** start of Passage **
1917: Stories and Poems from the Russian Revolution – edited by Boris Dralyuk

Boris Dralyuk (bdralyuk here on WordPress) has put together an amazing anthology of contemporaneous writing from the 1917 Russian Revolution and its immediate aftermath. It opens with the suspicious Marina Tsvetaeva’s post-February poem “You stepped from a stately cathedral”–the “you” is Freedom itself, and Tsvetaeva’s not sure she’s all she’s cracked up to be–and ends with Mikhail Bulgakov’s angry, despairing, yet overly optimistic Civil War-era essay “Future Prospects” (he predicts the British will aid the Whites and the Whites will win, but that it will take a long time to restore the standard of living and catch up with the recovering Western Europe). In between are poems and short stories and essays from all over the political spectrum. The quality of the poetry is generally higher than that of the prose (Bulgakov’s article is kind of a mess, and I wonder if it would have been included if not for his later work), but the prose introduces us a variety of lesser-known-in-the-West writers and gives voice to the defeated–as Dralyuk points out, the literature of the Red side really came into its own in the 20’s, outside the scope of this anthology (thus, no Babel, a writer Dralyuk has translated extensively elsewhere).
** end of Passage **
◆ Exercise instructions ◆
In the review above, which poem opens the anthology?
** start of Information shown **
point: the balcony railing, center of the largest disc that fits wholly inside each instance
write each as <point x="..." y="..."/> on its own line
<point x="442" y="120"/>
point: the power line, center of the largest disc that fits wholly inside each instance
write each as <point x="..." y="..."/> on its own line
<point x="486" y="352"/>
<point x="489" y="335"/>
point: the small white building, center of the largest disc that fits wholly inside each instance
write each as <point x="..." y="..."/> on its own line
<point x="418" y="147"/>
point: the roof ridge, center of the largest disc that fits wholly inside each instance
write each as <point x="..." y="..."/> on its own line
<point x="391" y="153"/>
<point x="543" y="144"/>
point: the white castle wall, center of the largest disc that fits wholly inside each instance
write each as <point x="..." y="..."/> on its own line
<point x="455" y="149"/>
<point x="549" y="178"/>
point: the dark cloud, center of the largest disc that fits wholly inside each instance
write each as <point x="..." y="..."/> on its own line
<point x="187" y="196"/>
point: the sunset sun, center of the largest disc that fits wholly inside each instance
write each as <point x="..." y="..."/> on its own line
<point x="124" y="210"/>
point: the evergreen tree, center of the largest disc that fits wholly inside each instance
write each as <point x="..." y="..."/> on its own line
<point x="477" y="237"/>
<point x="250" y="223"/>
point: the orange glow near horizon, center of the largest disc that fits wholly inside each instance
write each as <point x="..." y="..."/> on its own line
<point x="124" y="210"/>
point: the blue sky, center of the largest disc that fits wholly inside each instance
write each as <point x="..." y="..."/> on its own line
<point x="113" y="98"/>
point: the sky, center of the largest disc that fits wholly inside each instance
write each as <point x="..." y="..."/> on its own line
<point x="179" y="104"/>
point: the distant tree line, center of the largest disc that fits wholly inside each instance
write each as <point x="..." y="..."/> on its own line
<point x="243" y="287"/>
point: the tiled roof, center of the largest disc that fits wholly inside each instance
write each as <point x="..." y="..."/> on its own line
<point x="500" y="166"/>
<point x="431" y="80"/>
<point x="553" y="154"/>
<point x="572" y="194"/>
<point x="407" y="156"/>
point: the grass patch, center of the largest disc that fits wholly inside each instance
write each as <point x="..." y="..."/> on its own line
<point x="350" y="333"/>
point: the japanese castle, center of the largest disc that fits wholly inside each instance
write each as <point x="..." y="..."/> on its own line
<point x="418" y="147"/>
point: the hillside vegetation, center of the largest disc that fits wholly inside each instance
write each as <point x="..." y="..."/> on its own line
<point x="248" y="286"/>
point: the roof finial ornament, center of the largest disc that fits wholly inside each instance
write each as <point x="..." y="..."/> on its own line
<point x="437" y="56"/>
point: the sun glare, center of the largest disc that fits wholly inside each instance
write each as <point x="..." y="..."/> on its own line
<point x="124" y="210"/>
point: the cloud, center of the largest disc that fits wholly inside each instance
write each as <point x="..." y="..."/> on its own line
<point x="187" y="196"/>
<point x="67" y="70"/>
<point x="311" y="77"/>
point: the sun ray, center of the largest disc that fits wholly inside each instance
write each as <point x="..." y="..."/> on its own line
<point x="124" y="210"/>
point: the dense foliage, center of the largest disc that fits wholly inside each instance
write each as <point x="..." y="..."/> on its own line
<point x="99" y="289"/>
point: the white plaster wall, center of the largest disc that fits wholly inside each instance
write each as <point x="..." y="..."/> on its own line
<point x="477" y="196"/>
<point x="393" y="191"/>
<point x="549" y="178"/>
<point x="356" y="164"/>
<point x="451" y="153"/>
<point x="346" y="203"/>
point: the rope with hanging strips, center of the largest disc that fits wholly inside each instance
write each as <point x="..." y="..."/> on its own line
** end of Information shown **
** start of Information shown **
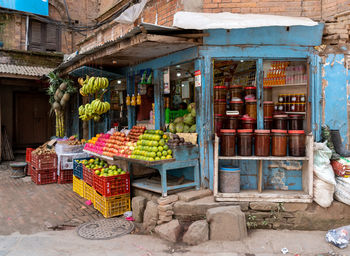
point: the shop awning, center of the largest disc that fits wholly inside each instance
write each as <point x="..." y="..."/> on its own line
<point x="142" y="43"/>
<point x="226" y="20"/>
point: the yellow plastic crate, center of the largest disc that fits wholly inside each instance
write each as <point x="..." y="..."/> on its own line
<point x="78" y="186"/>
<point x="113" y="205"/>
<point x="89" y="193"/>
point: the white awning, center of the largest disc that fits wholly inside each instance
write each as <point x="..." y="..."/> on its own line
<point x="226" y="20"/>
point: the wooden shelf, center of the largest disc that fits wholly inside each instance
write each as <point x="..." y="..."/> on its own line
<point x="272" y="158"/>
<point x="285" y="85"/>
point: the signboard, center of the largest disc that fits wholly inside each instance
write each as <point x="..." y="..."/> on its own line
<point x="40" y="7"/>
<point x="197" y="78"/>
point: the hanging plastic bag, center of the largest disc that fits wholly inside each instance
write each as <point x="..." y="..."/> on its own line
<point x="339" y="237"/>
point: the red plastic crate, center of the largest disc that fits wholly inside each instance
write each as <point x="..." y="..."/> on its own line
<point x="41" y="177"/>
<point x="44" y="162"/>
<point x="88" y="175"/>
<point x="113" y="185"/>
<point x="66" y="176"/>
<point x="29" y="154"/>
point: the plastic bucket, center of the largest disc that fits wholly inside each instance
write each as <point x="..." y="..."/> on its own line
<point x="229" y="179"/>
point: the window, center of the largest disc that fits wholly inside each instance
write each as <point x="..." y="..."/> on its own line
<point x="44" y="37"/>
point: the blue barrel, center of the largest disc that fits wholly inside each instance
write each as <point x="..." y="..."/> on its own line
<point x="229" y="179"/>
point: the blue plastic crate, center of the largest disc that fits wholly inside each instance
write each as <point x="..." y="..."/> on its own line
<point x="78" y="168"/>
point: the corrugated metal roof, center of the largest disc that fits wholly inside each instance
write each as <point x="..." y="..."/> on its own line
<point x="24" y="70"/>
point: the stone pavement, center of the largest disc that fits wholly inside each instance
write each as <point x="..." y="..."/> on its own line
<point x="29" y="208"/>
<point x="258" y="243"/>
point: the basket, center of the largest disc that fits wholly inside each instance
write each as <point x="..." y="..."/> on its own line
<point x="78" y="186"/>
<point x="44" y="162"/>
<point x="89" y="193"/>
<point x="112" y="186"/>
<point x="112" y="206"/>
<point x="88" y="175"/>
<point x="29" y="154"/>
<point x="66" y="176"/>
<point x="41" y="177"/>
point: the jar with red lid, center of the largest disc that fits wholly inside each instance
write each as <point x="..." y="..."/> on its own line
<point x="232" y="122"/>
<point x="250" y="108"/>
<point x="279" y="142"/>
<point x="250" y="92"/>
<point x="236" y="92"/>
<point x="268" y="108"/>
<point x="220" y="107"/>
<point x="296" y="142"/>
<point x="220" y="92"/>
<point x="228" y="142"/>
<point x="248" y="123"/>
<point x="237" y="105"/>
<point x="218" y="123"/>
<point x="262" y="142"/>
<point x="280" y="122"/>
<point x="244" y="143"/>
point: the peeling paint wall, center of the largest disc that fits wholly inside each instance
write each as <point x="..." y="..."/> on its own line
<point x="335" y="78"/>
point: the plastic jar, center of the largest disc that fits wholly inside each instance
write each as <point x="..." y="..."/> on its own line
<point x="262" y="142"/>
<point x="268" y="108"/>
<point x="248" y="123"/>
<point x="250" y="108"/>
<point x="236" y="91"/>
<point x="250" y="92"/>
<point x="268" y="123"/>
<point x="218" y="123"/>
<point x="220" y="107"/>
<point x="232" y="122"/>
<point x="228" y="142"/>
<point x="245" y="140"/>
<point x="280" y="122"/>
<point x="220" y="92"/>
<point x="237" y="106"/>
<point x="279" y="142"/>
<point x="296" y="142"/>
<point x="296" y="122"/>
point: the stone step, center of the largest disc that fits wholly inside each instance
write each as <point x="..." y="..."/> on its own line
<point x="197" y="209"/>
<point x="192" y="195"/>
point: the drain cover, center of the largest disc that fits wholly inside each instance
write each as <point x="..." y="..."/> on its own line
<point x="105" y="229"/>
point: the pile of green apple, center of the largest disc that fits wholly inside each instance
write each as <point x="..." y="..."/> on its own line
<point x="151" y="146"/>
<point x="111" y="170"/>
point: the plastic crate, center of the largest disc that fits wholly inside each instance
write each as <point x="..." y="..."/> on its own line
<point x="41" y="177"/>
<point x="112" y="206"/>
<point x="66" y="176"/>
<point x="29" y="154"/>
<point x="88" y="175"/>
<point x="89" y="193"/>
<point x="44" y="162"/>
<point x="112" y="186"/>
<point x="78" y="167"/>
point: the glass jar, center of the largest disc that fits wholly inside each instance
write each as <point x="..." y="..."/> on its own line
** end of Information shown **
** start of Information shown **
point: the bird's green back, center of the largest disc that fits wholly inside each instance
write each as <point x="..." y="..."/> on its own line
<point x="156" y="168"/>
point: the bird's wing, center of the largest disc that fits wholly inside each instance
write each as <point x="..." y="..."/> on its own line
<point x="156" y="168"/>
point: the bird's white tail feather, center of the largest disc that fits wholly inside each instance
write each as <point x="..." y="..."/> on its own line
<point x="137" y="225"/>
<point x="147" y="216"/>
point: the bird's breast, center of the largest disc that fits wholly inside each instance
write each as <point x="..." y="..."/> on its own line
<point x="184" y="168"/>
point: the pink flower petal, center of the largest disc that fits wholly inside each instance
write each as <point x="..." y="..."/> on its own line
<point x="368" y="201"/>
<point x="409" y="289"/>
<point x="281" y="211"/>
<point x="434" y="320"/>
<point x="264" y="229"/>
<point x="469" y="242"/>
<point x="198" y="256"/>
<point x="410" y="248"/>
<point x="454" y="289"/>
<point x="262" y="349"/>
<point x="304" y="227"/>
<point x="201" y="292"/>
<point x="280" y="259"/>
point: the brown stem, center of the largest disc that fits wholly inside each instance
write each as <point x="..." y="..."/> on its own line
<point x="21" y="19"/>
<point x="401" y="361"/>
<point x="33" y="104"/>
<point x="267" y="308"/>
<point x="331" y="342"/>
** end of Information shown **
◆ Problem solution ◆
Marina Tsvetaeva's post-February poem "You stepped from a stately cathedral."